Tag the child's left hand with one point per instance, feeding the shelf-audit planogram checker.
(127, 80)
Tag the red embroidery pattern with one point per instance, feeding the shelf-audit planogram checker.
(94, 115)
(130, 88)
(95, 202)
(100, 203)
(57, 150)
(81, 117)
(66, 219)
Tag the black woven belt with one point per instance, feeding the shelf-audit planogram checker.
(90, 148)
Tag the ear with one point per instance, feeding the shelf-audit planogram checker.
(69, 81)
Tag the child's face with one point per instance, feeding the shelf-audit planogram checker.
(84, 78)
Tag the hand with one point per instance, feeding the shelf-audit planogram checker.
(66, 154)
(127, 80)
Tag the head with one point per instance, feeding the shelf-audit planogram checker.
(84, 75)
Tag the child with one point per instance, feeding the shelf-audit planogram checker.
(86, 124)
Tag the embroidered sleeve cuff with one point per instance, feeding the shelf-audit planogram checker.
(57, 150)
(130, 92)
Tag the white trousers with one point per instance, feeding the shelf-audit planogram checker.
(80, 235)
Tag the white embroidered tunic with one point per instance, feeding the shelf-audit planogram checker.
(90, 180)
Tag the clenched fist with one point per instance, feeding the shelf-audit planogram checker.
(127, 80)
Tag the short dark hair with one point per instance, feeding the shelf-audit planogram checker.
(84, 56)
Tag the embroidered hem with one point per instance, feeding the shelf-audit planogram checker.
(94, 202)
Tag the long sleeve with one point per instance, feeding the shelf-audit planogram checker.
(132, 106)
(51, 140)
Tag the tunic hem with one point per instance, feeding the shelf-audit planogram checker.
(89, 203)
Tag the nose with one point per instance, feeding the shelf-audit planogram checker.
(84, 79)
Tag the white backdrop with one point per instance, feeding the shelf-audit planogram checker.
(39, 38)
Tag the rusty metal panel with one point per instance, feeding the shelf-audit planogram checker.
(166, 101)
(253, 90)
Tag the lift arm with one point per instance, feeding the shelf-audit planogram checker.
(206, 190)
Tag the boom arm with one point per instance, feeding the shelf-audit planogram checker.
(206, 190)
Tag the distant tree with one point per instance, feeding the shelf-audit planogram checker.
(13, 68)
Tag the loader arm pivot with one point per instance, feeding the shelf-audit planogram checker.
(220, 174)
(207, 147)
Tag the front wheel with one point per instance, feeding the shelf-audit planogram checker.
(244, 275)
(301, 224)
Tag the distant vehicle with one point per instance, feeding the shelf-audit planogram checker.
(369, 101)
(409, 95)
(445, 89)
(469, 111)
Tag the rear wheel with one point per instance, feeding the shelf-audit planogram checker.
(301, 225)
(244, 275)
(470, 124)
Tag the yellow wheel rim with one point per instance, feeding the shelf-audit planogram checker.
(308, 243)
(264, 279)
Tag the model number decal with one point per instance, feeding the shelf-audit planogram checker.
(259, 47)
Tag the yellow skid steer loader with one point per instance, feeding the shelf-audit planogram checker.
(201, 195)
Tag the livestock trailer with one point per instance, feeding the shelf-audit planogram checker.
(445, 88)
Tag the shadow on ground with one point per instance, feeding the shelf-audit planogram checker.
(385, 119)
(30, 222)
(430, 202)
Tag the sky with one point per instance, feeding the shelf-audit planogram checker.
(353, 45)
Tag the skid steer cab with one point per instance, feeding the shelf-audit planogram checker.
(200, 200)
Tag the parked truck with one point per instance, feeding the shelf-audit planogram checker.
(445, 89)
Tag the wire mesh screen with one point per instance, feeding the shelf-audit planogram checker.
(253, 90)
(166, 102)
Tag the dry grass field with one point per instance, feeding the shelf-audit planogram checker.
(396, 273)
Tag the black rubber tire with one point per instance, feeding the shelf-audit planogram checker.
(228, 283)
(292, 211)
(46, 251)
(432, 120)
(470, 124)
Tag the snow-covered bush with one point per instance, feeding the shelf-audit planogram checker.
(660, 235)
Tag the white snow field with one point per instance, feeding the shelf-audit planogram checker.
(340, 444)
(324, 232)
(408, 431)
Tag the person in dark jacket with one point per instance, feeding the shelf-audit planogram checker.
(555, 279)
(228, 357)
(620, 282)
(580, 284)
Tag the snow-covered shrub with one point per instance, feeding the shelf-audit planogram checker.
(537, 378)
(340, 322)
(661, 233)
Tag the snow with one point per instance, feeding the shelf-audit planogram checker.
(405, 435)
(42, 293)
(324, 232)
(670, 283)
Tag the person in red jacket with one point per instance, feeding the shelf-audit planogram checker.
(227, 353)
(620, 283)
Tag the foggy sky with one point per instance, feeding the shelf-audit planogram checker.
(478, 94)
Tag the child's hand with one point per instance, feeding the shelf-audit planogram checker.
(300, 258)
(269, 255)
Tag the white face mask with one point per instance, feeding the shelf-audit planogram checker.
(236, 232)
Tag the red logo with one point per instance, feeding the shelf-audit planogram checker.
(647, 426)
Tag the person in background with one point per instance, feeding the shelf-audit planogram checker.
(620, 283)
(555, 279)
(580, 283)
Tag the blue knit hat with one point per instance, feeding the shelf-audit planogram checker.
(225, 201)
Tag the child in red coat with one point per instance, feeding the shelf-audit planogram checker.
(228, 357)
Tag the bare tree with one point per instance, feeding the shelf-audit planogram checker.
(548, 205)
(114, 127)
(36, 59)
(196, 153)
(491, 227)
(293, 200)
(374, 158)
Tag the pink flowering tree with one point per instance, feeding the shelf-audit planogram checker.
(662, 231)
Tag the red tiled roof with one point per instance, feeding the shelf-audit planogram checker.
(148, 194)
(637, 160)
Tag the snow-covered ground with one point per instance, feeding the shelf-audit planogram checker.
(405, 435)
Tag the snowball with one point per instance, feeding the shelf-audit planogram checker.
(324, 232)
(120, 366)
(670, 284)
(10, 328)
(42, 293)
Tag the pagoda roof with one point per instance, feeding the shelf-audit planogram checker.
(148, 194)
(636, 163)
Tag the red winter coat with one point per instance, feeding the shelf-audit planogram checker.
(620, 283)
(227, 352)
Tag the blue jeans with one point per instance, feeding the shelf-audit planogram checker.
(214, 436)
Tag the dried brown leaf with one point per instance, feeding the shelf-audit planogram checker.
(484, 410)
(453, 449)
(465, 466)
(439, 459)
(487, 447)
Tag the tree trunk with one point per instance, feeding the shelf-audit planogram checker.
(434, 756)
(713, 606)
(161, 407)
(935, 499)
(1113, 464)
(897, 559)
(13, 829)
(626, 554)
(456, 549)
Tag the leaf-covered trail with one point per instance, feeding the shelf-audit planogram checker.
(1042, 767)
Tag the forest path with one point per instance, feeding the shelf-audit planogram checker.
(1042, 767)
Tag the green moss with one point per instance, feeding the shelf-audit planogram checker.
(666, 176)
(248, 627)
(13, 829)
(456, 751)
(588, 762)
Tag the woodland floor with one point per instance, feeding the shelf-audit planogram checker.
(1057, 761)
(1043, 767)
━━━━━━━━━━━━━━━━━━━━
**The request**
Copy out, word for word, the lines of the records starting with the one that contains "Tag the leaf-covered" and running through the last line of the records, including both ends.

**Task response**
Tag the leaf-covered trail with one point per instance, feeding the shelf-audit planogram checker.
(1042, 767)
Tag the forest path with one point per instance, feeding the shelf-audit planogram checker.
(1042, 767)
Tag the green moss with one point per instance, feeding the shelf-audit planogram checker.
(666, 176)
(248, 627)
(13, 829)
(456, 751)
(588, 762)
Tag the woodland floor with one point per instance, feeding the shelf-audit planogram checker.
(1057, 761)
(1043, 767)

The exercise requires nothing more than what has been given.